§ **TASK PROMPT**
Your task is to copy every record exactly.

Records from a data collection
----

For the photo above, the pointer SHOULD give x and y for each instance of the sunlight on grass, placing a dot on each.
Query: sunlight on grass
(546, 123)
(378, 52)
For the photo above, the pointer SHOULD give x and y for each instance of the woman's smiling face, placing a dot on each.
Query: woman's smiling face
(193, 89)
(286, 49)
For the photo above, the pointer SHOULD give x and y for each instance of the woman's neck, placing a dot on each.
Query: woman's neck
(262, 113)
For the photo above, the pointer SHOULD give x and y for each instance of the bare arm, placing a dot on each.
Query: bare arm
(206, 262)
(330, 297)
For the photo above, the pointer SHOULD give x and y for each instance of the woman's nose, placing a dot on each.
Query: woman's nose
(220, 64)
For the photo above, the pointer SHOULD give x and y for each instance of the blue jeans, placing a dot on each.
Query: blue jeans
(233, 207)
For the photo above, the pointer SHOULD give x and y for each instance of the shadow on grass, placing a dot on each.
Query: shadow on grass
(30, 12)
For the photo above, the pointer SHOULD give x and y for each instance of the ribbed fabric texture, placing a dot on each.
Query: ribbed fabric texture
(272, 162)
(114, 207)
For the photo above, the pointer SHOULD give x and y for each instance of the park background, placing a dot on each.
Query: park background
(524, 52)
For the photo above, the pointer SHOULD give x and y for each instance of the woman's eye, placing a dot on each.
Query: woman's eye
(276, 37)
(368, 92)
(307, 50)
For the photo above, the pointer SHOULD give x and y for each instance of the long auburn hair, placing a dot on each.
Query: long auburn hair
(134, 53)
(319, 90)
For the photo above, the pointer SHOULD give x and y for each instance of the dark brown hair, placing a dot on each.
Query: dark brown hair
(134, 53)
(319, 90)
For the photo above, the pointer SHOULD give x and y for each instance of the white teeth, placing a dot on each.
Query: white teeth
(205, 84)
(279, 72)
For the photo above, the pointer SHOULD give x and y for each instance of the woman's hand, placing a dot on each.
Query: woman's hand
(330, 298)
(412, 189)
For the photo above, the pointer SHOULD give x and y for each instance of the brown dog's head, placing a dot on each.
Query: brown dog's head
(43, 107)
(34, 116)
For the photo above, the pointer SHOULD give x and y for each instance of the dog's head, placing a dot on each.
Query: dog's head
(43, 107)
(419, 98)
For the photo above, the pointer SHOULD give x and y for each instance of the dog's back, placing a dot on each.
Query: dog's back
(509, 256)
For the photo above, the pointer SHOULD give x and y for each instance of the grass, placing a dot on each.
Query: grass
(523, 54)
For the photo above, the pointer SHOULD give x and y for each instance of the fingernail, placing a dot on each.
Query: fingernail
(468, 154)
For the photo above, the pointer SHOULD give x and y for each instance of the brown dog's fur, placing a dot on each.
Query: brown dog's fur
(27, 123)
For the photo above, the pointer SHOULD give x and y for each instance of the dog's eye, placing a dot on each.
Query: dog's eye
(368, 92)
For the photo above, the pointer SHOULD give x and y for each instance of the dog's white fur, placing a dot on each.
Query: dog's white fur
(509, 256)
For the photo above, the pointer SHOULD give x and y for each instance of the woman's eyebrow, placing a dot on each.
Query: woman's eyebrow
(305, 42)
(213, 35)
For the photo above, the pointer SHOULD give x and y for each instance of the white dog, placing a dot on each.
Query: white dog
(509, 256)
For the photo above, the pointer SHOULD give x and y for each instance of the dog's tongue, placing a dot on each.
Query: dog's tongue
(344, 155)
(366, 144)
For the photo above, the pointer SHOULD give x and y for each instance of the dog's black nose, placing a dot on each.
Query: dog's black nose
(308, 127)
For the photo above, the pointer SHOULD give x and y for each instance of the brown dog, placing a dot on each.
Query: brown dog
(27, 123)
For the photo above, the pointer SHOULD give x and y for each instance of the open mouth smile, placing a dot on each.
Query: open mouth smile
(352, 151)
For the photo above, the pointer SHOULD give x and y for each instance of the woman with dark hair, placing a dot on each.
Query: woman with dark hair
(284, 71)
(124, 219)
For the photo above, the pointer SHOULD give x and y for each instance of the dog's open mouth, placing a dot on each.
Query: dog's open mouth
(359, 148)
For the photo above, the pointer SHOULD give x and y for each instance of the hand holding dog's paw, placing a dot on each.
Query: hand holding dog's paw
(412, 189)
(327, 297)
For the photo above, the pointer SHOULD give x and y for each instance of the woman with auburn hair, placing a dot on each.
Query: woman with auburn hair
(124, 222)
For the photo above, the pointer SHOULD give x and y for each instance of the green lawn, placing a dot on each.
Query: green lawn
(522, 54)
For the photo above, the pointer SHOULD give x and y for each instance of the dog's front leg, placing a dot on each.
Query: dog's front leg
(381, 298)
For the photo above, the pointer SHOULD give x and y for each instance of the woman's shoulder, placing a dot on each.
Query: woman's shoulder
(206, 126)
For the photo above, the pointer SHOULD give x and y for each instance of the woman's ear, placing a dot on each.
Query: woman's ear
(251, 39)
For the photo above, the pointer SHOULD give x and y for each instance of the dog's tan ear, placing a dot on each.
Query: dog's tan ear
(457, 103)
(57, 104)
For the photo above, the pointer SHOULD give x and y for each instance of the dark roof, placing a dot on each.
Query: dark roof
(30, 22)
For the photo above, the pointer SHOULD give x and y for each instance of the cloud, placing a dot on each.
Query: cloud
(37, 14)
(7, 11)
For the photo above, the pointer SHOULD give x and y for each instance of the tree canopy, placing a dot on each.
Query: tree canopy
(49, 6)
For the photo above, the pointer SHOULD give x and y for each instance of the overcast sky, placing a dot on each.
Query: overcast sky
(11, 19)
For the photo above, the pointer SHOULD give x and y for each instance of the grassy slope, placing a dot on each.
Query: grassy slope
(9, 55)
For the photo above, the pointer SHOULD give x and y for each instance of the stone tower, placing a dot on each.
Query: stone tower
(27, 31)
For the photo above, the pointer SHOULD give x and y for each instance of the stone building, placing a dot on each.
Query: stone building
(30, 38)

----

§ **EXERCISE RESULT**
For the photo above, the pointer SHOULD give x and y for each instance of the sunlight on grass, placing a dot on each.
Query: sunlight on grass
(546, 123)
(378, 52)
For the photo above, the pointer SHOULD give x and y for each instance of the woman's smiling face, placing a dot on each.
Query: woman's smiling face
(193, 89)
(286, 49)
For the photo above, the pointer SHOULD give x and y for each instance of the woman's neck, placing a dot on each.
Query: woman's neck
(262, 113)
For the photo above, the pointer SHOULD give x and y for each instance of the bare arm, placing a dot on each.
Query: bare arm
(206, 262)
(330, 297)
For the photo above, the pointer SHOULD give x and y for each instance of the woman's nose, placing a dot on each.
Query: woman's nose
(220, 64)
For the photo above, the pointer SHOULD give x and y for each instance of the blue jeans, placing a dot on each.
Query: blue jeans
(233, 207)
For the photo above, the pointer SHOULD give x and y for each instance of the shadow on grass, placing a dot on each.
Query: shadow on grass
(30, 12)
For the photo above, the pointer SHOULD give x and y for each instance of the ribbed fabric texture, placing a dot on each.
Query: ribbed fabric texture
(272, 162)
(114, 207)
For the photo above, the pointer SHOULD give x and y for each instance of the park background, placing a dot on each.
Query: park background
(524, 52)
For the photo above, the pointer SHOULD give x and y for each instance of the woman's eye, placing a dot on each.
Query: woman's eye
(276, 37)
(368, 92)
(307, 50)
For the photo above, the pointer SHOULD give x and y for each instance of the long auburn hair, placing a dot on each.
Query: long auburn hair
(134, 53)
(319, 90)
For the photo above, the pointer SHOULD give x and y for each instance of the dark brown hair, placing a dot on each.
Query: dark brown hair
(134, 53)
(319, 90)
For the photo above, the pointer SHOULD give x and y for each instance of the white teeth, placing a dot on each.
Query: white teeth
(205, 84)
(279, 72)
For the photo above, the pointer SHOULD give x and y for each instance of the woman's hand, placing a dot on each.
Query: woman's hand
(330, 298)
(412, 189)
For the photo above, the pointer SHOULD give x and y for each instance of the brown dog's head, placing a dot on each.
Query: brown dog's head
(43, 107)
(34, 116)
For the photo above, the pointer SHOULD give x and y for each instance of the dog's head, placing a dot on each.
Query: dog's head
(43, 107)
(419, 98)
For the photo above, the pointer SHOULD give x and y for each instance of the dog's back, placing a dot on each.
Query: dog's back
(509, 256)
For the photo above, the pointer SHOULD give x and y for each instance of the grass, placing a dot on each.
Query: grass
(523, 54)
For the photo above, the pointer SHOULD give x and y for each instance of the fingernail, placing a dot on each.
Query: fingernail
(468, 154)
For the photo above, the pointer SHOULD give x and y for each instance of the brown dog's fur, placing a dot on each.
Query: brown dog's fur
(27, 123)
For the photo above, the pointer SHOULD give x and y for each instance of the dog's eye, placing a dot on each.
Query: dog's eye
(368, 92)
For the photo above, the pointer SHOULD give x and y for each instance of the dog's white fur, placing a dot on each.
Query: dog's white fur
(509, 256)
For the photo above, the pointer SHOULD give x and y for each instance of the woman's eyebrow, placing a dot on each.
Query: woman's eyebrow
(305, 42)
(213, 35)
For the photo above, the pointer SHOULD give x and y for each instance of the white dog, placing a dot on each.
Query: white dog
(509, 256)
For the photo above, the pointer SHOULD give x and y for each instance of the dog's tongue, placing a dot on each.
Query: dog's tongue
(344, 155)
(366, 144)
For the photo above, the pointer SHOULD give x and y for each instance of the dog's black nose, placing a dot on each.
Query: dog's black nose
(308, 127)
For the photo above, the pointer SHOULD give x and y for each instance of the brown dog, placing a dot on each.
Query: brown dog
(27, 123)
For the photo above, the pointer SHOULD give x and y for each instance of the open mouth smile, placing a dot on each.
Query: open mouth smile
(352, 151)
For the photo above, the pointer SHOULD give x and y for each instance of the woman with dark hair, placing a dot on each.
Query: woman with dark hair
(284, 71)
(124, 219)
For the photo above, the pointer SHOULD give x and y for each instance of the dog's open mouth, placing a dot on each.
Query: dog's open mouth
(359, 148)
For the photo above, the pointer SHOULD give x and y for each instance of the hand holding dog's paw, placing a dot on each.
Query: hand holding dog's paw
(412, 189)
(327, 297)
For the photo above, the pointer SHOULD give x and y for each instance of the woman with auburn hair, placing a dot on each.
Query: woman with auburn hair
(124, 222)
For the photo above, the pointer SHOULD give x and y for each instance of the green lawn, placing a dot on each.
Query: green lawn
(522, 54)
For the photo above, the pointer SHOULD give x and y for each instance of the dog's front leg, placing a dot on each.
Query: dog's front leg
(381, 298)
For the photo above, the pointer SHOULD give x and y for each instance of the woman's shoulder, placing a dot on each.
Query: woman's shoulder
(206, 126)
For the photo above, the pointer SHOULD give x and y for each instance of the woman's ear, placing a dot on each.
Query: woman's ear
(251, 39)
For the photo above, the pointer SHOULD give x and y for each instance of the dog's tan ear, placing a dot on each.
Query: dog's tan ear
(457, 103)
(57, 104)
For the photo above, the pointer SHOULD give x and y for each instance of the dark roof, placing a dot on each.
Query: dark roof
(30, 22)
For the photo above, the pointer SHOULD give x and y for each instance of the cloud, placing a dot on each.
Query: cloud
(37, 14)
(7, 11)
For the photo above, the pointer SHOULD give x and y for each instance of the tree canopy, placing a dot on each.
Query: tree canopy
(49, 6)
For the photo above, the pointer SHOULD give x and y for each instance of the overcast sky, placing a dot on each.
Query: overcast sky
(11, 19)
For the photo above, the pointer SHOULD give x and y for each instance of the grassy slope, placing a dot on each.
Query: grassy slope
(9, 55)
For the photo above, the pointer SHOULD give x and y for each instance of the stone tower, placing a dot on each.
Query: stone tower
(27, 31)
For the photo above, the pointer SHOULD give x and y for each instance of the stone building, placing a dot on each.
Query: stone building
(30, 38)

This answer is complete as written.